• [DESCRIPTION OF THE TASK]
Update the material from its start up to and including the line with "74;132;207;226" by replacing "white wing feathers" with "black tail feathers" and leaving every other line unchanged. Omit the pictures from your answer.

begin DATASET RECORDS

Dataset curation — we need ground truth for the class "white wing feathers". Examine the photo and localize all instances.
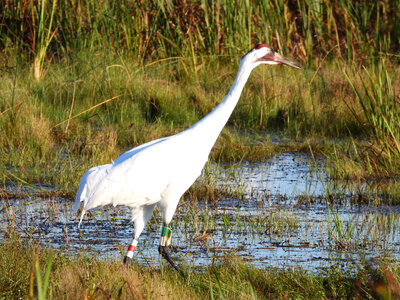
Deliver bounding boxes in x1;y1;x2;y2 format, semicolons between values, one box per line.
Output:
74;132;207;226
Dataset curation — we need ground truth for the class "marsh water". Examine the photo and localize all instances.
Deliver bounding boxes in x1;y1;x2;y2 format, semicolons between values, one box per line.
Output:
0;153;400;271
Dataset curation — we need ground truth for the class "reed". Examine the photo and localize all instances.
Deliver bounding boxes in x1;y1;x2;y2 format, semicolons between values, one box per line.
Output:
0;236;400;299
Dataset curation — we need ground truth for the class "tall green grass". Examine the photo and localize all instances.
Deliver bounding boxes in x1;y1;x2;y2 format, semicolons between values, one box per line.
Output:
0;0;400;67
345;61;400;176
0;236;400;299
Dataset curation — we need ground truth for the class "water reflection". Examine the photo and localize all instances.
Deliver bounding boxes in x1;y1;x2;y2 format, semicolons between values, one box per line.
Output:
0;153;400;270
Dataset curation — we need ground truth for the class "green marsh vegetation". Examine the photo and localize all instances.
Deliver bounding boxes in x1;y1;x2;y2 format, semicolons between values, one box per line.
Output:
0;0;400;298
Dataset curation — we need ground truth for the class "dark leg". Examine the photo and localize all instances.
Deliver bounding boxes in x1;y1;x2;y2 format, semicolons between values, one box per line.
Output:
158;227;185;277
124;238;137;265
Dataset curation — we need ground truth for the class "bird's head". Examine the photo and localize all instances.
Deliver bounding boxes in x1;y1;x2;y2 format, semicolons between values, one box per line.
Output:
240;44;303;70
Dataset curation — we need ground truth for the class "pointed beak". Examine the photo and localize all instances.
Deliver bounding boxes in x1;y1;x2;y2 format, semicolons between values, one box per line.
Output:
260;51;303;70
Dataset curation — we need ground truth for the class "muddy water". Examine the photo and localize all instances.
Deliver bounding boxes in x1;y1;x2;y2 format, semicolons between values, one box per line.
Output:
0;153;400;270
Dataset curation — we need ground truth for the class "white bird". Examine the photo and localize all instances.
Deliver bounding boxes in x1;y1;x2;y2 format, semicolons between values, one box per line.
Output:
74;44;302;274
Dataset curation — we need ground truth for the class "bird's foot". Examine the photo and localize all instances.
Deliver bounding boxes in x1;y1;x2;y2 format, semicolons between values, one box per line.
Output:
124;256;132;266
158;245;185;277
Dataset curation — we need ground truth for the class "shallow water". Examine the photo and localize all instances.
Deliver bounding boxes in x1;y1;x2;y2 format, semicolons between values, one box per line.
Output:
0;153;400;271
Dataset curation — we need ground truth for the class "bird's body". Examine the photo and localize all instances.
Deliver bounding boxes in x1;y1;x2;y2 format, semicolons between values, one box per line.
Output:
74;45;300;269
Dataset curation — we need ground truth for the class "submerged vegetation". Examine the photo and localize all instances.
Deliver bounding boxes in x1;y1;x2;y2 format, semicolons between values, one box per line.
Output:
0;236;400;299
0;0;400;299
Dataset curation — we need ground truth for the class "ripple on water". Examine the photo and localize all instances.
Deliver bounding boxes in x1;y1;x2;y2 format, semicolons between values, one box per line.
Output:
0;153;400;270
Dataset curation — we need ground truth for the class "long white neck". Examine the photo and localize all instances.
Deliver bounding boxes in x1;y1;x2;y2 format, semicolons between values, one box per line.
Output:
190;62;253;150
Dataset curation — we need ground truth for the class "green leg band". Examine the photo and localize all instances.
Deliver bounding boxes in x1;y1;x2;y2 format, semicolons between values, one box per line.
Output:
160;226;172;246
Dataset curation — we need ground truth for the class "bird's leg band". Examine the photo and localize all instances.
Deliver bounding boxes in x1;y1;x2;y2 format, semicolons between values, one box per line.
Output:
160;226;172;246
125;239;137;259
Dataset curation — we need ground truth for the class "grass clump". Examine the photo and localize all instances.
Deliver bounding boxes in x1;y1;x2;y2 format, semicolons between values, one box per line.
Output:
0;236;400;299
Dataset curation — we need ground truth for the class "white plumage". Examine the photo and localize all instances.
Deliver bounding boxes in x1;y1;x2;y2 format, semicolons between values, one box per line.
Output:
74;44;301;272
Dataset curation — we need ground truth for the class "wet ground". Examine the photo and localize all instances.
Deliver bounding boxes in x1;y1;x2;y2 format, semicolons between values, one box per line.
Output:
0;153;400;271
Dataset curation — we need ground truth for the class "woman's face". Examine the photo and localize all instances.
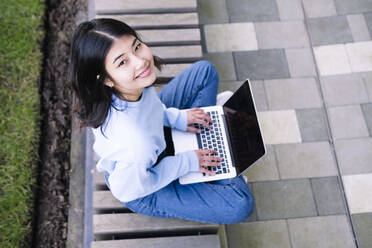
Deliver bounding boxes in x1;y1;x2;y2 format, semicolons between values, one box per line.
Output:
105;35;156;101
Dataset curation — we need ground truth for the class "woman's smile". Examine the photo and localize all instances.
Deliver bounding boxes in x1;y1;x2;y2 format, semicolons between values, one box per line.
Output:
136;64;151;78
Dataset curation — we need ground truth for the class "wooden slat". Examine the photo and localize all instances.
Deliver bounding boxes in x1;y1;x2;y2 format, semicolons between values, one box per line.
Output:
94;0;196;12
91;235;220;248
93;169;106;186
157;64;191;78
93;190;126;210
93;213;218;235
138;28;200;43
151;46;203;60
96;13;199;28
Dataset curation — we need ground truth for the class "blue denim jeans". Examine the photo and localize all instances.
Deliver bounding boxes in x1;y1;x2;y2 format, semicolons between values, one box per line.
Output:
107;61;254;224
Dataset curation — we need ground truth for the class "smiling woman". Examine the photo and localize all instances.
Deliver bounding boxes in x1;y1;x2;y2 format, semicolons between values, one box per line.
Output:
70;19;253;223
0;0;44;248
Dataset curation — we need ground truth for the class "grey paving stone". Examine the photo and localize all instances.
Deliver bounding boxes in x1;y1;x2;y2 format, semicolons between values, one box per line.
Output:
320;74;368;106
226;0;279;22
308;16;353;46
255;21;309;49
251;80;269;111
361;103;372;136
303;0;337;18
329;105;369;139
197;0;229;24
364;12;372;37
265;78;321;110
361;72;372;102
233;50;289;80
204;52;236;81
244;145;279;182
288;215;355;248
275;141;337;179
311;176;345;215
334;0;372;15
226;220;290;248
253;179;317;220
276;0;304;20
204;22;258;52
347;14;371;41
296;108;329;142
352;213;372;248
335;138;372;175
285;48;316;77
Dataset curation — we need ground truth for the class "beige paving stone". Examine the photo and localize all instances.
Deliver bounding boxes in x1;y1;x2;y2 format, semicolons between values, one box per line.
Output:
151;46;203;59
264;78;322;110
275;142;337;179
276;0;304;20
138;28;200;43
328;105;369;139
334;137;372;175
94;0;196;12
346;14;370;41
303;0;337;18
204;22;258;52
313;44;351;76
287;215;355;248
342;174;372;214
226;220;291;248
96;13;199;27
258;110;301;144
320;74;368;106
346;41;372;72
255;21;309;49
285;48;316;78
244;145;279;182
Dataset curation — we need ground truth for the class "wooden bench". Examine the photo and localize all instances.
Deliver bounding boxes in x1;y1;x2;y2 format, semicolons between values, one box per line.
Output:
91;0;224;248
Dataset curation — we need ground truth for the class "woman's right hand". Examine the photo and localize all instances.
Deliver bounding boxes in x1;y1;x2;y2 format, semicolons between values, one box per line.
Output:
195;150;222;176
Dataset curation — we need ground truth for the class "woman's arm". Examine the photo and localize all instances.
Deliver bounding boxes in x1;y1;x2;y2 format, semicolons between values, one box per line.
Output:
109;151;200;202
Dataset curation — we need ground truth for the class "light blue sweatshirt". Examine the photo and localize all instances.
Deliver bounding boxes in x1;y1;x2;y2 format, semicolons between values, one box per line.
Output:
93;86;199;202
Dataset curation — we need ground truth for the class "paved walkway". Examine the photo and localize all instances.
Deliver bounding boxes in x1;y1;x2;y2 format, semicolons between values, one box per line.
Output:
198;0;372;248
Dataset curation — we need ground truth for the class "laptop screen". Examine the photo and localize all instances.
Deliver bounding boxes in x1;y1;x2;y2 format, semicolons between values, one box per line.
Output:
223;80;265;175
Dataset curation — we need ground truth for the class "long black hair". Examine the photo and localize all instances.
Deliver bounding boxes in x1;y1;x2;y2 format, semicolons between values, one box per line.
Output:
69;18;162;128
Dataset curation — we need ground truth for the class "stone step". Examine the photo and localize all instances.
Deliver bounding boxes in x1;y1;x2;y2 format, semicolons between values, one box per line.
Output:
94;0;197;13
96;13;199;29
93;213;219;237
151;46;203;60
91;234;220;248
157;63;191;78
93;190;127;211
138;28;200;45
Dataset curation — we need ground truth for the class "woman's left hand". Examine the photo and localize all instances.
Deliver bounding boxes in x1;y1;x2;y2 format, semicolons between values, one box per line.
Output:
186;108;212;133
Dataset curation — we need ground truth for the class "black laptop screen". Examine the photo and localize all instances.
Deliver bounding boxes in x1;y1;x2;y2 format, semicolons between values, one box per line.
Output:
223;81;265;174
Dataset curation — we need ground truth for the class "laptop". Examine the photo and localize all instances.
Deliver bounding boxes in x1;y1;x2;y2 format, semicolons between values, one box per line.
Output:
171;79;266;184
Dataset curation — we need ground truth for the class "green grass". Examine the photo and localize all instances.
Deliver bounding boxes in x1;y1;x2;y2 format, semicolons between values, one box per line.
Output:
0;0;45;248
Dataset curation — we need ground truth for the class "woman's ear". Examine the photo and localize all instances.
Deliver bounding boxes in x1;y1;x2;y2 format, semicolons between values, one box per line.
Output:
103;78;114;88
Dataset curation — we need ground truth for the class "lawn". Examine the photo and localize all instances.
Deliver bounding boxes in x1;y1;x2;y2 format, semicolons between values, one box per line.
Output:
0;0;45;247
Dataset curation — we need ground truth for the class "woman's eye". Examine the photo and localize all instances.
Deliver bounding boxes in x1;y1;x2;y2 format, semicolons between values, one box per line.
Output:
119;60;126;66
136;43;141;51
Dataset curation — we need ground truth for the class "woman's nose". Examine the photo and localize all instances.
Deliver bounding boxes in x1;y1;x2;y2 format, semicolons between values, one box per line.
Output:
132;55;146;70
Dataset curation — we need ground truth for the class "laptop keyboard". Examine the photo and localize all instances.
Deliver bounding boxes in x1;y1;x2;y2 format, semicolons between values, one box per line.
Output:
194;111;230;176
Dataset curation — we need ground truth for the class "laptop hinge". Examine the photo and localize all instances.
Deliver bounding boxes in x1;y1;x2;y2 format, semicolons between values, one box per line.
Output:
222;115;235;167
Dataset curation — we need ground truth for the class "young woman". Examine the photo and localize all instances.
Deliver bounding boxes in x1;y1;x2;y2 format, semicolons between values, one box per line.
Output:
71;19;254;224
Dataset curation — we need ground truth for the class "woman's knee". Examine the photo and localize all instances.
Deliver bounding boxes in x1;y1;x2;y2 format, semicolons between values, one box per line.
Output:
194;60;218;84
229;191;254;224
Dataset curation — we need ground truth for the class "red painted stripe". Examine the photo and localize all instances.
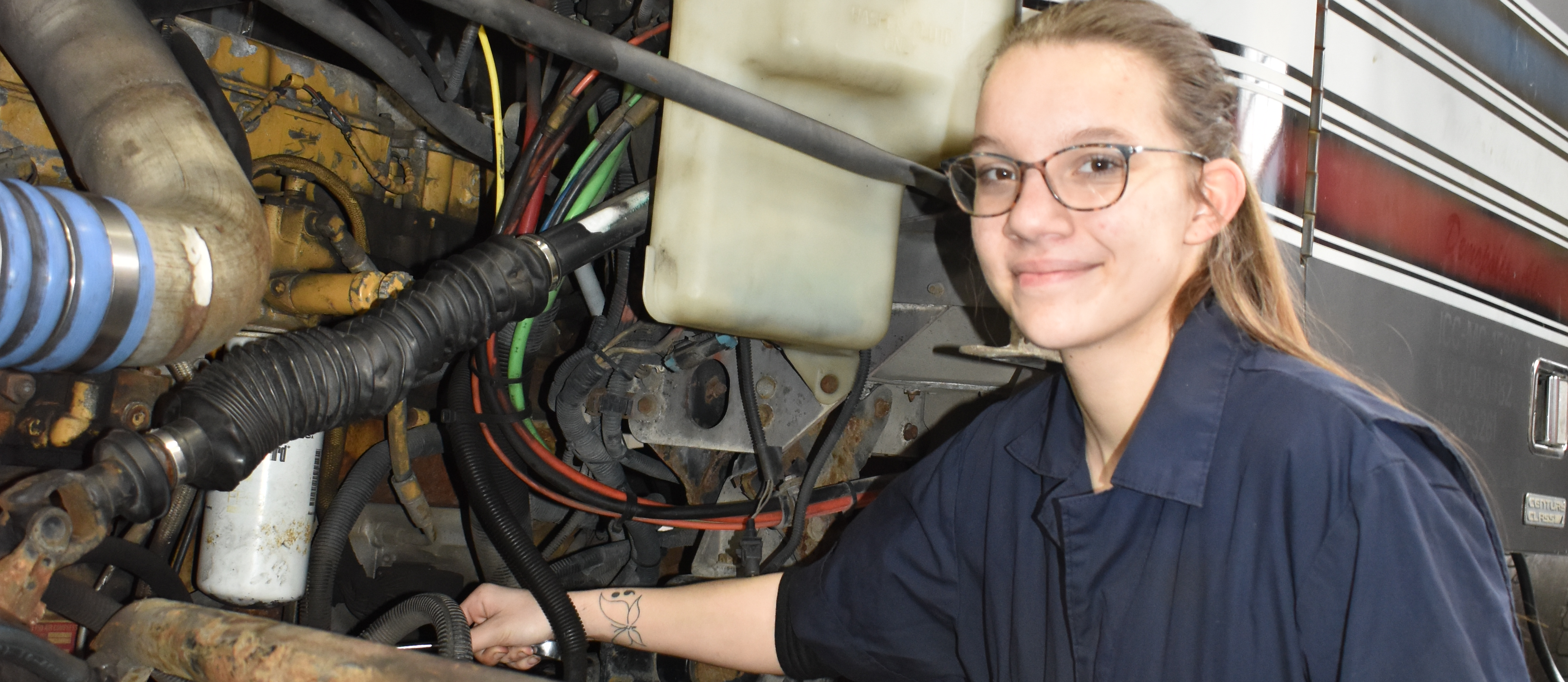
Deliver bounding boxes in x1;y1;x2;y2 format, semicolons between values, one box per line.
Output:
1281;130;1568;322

end DATASET RECORDS

• [THE REPLY]
Dataset curation — we need ground truth for the class "black tail feathers". Examine the photo and localize all instances.
Deliver bounding boxes in x1;y1;x2;y2 format, semicolons between values, one box per line.
Output:
74;132;207;226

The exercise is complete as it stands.